**DATA FOR THIS EXERCISE**.
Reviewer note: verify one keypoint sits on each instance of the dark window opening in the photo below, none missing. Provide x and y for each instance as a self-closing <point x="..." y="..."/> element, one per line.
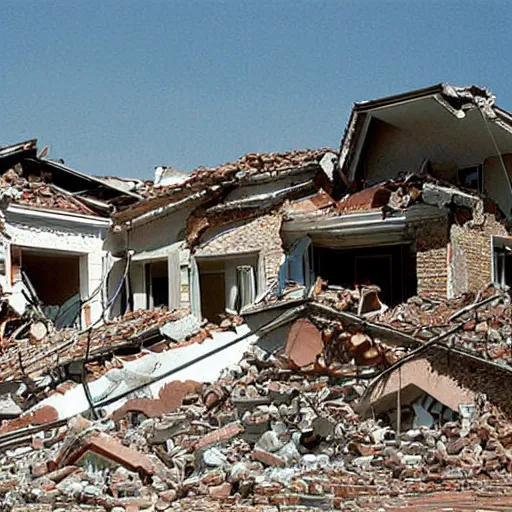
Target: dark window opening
<point x="503" y="266"/>
<point x="228" y="283"/>
<point x="392" y="268"/>
<point x="157" y="284"/>
<point x="55" y="280"/>
<point x="471" y="177"/>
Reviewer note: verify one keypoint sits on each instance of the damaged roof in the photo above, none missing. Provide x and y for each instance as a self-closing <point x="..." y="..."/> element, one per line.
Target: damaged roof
<point x="432" y="115"/>
<point x="250" y="167"/>
<point x="36" y="182"/>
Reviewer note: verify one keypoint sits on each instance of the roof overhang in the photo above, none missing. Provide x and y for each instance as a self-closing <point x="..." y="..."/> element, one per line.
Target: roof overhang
<point x="24" y="213"/>
<point x="360" y="229"/>
<point x="453" y="126"/>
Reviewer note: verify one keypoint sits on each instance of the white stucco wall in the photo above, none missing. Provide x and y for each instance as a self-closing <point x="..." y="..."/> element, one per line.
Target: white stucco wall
<point x="78" y="236"/>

**OBJECTIVE**. Give the stretch from the line containing "of the damaged" through the end of the rows above as a Markdown table with the columns Number and Line, leaving out any blank lines.

**THE SOLUTION**.
| Number | Line |
|---|---|
| 1 | Reviewer note: verify one keypoint sits on each instance of the damaged roof in the photo above, none missing. Provide x and y for each instance as a self-closing <point x="..." y="..."/> element, one per line. |
| 2 | Target: damaged roof |
| 3 | <point x="432" y="115"/> |
| 4 | <point x="250" y="167"/> |
| 5 | <point x="36" y="182"/> |
| 6 | Reviewer note: verify one keypoint sits on each instance of the roof overhang in the photo above, none missing. Provide x and y for each instance as a self-closing <point x="..." y="..."/> element, one per line. |
| 7 | Target: roof overhang |
| 8 | <point x="24" y="213"/> |
| 9 | <point x="360" y="229"/> |
| 10 | <point x="453" y="126"/> |
| 11 | Reviewer note: verify one keypoint sits on each instance of the white stucco wall in the photo above, none missing. Provide x and y for each instance as a self-closing <point x="..." y="..."/> element, one per line. |
| 12 | Target: white stucco wall |
| 13 | <point x="78" y="236"/> |